[Document segment]
Content starts
II.      Areas Covered During The Infectious Diseases Elective

1)      Principles, physiology and basic sciences. 

2)      Practical skills unique to infectious diseases, including but not limited to:  fever workup, examination of wounds and intravascular catheters, interpretation of Gram stains, interpretations of antibiograms, interpretation of drug levels.

3)      Approach to presenting complaints and problems.

4)      Specific diagnosis in infectious diseases: including recommendation of proper culture techniques to allow the microbiology laboratories to isolate the infecting micro-organisms, and recommendation of correct specific diagnostic tests

5)      Treatment modalities: rational use of antimicrobial agents and non-pharmacologic means of treatment such as wound care.

6)      Technical skills, such as handwashing, sterile techniques, and changing dressings.

7)      Emergencies, such as recognition of acute bacterial meningitis.

8)  Ability to access, interpret, and apply guidelines for the diagnosis and treatment of frequently-encountered infections

9) ICT ID elective:  Understanding how the nature and degree of immunosuppression changes the infectious differential diagnosis; learning the interactions of antibiotics with immunosuppressive drugs

 

III      Schedule Of Activities

1)      Attending Rounds                        Monday to Friday, every afternoon

2)      I.D. Grand Rounds                       Wednesday 8:30 to 10:00 A.M.
Content ends
[Data shown]
Content starts
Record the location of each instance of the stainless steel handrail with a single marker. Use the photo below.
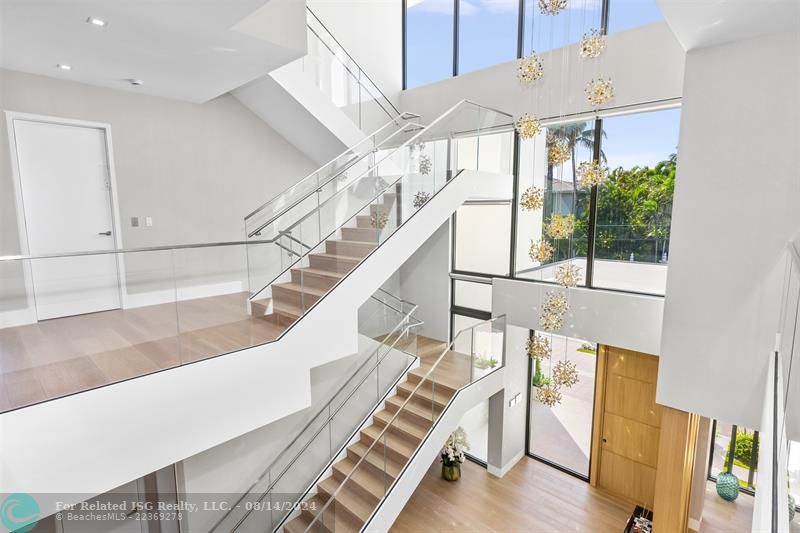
Content ends
[What you need to do]
1. From the infectious diseases elective outline, list the practical skills named as unique to infectious diseases.
2. Copy the part of the infectious diseases elective outline starting with "9) ICT ID elective:  Understanding" and going on through "to 10:00 A.M.".

[Your written answers]
1.
- fever workup
- examination of wounds and intravascular catheters
- interpretation of Gram stains
- interpretations of antibiograms
- interpretation of drug levels

2.
9) ICT ID elective:  Understanding how the nature and degree of immunosuppression changes the infectious differential diagnosis; learning the interactions of antibiotics with immunosuppressive drugs

 

III      Schedule Of Activities

1)      Attending Rounds                        Monday to Friday, every afternoon

2)      I.D. Grand Rounds                       Wednesday 8:30 to 10:00 A.M.